EXCERPT
== == ==
Financial spread betting is high risk. For this reason, irrespective of your ability to place stop losses and forecast the market direction correctly, spread betting with any kind of frequency irrevocably means that you will incur losses from time to time – more likely sooner rather than later.. On a longer term basis, however, what matters are not the losses but the way you react when underwater and whether you are able to learn from your mistakes so as not to commit them again – or better yet try to learn from other people’s mistakes so they don’t end up hurting your bank.
“Spread traders who tend to do best are not necessarily the ones that run their profits, but those who exit losing positions as quickly as possible.”
Education costs money-the lack of it costs even more and you are right in that it makes sense to have an ‘edge’ before embarking on trading, but you won’t know this until you have some ‘skin in the market’ as trading is 95% psychology. Naturally, no one likes making mistakes, especially when you lose money doing so. This is a feeling that most spread traders are all all too familiar with. But take heart, much as Winston Churchill once once said: ‘All men make mistakes, but only wise men learn from their mistakes’.
Mistake Number One: Riding your Losses
It is not always easy for a financial spread bettor to admit that they’re wrong and they’ve made a mistake. When the market starts moving against you, it is very easy to convince yourself that the situation will sort itself out and that your position will soon recover and will soon turn around to put you back in spread betting profit. After all, you entered that spreadbet for good reason. And so, the more the market moves against you, the greater the likelihood that the market will stop falling, and the greater the possibility of your spread betting position coming back eventually, surely!? Besides, now your spread bet is already heavily underwater, what difference would a little more make?
One common mistake is to trade against the trend. Human nature is such that when you see a market going up you are likely to be tempted to sell it – and buy one that is falling like a stone.
== == ==
EXERCISE INSTRUCTIONS
• a. Answer these questions from the spread betting text:
(i) What percentage of trading does it say is psychology?
(ii) Who is quoted as saying that only wise men learn from their mistakes?
(iii) What name does it give to Mistake Number One?
• b. Reproduce the part of the spread betting text that opens with the words "Education costs money-the" and closes with the words "from their mistakes’.".

DATA LINES
== == ==
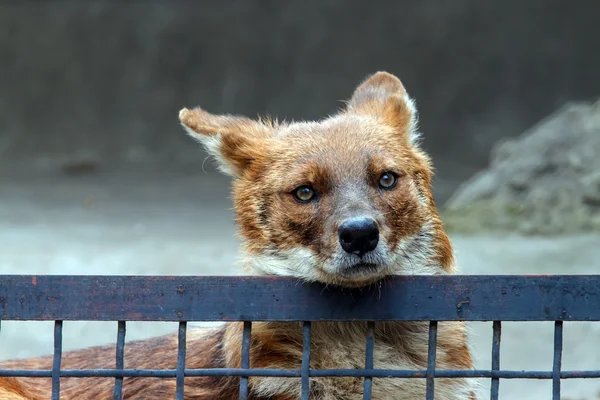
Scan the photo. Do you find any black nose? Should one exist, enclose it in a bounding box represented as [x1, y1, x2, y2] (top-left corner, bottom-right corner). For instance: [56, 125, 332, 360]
[338, 218, 379, 256]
== == ==
SOLUTIONS PER TASK
• a.
(i) 95%
(ii) Winston Churchill
(iii) Riding your Losses

• b.
Education costs money-the lack of it costs even more and you are right in that it makes sense to have an ‘edge’ before embarking on trading, but you won’t know this until you have some ‘skin in the market’ as trading is 95% psychology. Naturally, no one likes making mistakes, especially when you lose money doing so. This is a feeling that most spread traders are all all too familiar with. But take heart, much as Winston Churchill once once said: ‘All men make mistakes, but only wise men learn from their mistakes’.